**Instructions for the task:** Extract each line of the items below that contains the string "tree". Matching is case-sensitive.

**Data items:**
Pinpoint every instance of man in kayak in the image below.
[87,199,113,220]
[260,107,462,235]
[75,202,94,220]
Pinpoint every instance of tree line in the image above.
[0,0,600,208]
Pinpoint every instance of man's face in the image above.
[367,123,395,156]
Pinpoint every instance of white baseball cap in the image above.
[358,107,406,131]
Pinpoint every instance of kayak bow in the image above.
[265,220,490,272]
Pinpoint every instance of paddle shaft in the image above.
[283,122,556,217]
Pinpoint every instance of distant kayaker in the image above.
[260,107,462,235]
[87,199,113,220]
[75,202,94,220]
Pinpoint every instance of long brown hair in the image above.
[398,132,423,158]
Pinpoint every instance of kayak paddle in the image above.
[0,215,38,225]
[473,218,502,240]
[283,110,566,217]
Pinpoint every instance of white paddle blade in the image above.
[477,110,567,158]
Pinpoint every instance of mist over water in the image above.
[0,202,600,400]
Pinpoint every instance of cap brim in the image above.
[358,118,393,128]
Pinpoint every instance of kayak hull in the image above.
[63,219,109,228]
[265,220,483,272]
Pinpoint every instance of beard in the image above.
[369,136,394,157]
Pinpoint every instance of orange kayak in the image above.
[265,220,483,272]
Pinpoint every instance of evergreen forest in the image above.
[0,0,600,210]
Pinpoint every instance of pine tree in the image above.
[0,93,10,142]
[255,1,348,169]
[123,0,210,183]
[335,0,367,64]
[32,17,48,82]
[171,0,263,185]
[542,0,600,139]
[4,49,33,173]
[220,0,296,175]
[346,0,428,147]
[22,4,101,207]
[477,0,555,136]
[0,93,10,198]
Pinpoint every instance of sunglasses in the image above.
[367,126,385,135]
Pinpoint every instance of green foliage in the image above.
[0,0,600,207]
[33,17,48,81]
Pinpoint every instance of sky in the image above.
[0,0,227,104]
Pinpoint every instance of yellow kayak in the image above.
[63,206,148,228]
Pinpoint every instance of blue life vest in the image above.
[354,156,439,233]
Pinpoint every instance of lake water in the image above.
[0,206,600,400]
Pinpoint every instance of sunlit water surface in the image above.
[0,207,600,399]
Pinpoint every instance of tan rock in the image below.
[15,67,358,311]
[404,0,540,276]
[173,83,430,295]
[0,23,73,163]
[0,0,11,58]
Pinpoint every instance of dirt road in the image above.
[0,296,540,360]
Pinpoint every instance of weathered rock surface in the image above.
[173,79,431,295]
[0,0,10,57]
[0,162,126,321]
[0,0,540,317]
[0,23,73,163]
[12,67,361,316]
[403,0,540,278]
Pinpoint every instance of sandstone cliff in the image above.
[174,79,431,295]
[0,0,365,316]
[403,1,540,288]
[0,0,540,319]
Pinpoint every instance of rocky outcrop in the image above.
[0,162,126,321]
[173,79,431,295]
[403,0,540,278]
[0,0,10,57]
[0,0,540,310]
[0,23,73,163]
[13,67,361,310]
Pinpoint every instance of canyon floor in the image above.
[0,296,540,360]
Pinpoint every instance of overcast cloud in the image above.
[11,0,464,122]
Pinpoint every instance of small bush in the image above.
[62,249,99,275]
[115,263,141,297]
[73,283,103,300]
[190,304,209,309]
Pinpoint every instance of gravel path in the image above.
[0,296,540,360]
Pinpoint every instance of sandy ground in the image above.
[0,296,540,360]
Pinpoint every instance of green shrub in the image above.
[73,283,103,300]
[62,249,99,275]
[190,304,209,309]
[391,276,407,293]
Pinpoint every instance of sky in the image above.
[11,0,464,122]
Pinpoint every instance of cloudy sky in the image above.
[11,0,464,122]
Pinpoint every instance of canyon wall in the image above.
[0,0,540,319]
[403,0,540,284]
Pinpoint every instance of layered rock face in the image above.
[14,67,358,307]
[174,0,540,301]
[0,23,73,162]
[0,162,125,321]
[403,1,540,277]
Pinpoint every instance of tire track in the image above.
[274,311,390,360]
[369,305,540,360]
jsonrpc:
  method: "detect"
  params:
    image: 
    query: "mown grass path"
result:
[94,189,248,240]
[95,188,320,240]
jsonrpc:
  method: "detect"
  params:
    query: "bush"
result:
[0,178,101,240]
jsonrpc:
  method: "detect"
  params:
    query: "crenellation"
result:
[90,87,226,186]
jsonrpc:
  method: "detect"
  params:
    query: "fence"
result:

**Task response:**
Pinpoint every instance of tree line in the image above.
Pinpoint every instance of pine tree in the image above.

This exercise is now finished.